(begin)

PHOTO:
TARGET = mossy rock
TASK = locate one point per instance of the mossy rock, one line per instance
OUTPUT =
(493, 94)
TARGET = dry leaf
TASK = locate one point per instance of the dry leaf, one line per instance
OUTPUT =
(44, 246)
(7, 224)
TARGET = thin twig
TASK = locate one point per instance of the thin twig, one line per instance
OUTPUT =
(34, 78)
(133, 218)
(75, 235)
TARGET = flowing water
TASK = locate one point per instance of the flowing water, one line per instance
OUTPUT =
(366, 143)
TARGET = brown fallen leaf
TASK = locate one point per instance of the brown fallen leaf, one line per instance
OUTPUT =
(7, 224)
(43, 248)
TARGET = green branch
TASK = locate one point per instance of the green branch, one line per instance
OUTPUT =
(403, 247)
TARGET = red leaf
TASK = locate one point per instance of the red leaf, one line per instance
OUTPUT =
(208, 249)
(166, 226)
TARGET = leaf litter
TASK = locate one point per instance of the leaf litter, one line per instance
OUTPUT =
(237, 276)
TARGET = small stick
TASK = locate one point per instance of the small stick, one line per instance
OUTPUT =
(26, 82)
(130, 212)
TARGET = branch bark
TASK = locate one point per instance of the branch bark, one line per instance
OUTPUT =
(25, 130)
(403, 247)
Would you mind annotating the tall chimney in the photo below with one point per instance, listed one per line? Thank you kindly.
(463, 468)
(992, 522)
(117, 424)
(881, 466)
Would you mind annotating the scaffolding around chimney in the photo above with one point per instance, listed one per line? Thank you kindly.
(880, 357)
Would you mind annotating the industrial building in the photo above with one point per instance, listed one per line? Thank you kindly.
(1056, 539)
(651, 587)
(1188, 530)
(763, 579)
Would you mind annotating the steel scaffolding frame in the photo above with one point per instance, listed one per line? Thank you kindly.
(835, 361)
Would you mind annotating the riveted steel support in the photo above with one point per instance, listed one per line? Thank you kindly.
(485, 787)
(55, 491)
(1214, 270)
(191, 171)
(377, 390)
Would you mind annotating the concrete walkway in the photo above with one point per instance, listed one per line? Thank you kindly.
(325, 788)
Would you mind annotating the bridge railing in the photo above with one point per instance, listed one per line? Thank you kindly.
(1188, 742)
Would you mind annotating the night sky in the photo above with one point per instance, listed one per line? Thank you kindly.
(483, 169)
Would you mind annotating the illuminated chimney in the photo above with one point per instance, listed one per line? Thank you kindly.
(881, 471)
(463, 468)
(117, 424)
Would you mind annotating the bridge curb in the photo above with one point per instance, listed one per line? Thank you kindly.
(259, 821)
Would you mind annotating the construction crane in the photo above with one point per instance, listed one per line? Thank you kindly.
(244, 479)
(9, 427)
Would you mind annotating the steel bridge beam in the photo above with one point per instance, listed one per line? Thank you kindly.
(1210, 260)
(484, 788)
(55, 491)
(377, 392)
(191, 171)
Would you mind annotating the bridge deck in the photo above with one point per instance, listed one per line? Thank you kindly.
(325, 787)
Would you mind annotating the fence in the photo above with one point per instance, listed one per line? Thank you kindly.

(end)

• What is needed: Reproduce the lines above, from the line containing "Would you mind annotating the illuminated" through the last line, including the requests. Shift every coordinate in the answers by -71.

• Solution to this task:
Would you mind annotating the illuminated chimney in the photo above with one point per instance, listed one per line? Thank you kindly.
(810, 400)
(392, 397)
(46, 353)
Would you mind annotating the bridge curb in the photo above with one point per instance, listed one per line? Thank you kindly.
(188, 750)
Would you mind annotating the construction crane in the photo above with one point per instance, listed one per line? Thank you kindly.
(173, 408)
(-62, 356)
Would you mind annotating the steel bridge beam in the photo above with one point per instance, listed one per line? Thank you kindly.
(1139, 189)
(413, 717)
(-16, 420)
(306, 321)
(120, 100)
Would you mind annotating the bridge deck in the photo above with one point per instance, listed one per line? Thank you kindly.
(254, 716)
Would you mind annotating the fence in the photo above with one point per instance, listed one per line? Thank you kindly.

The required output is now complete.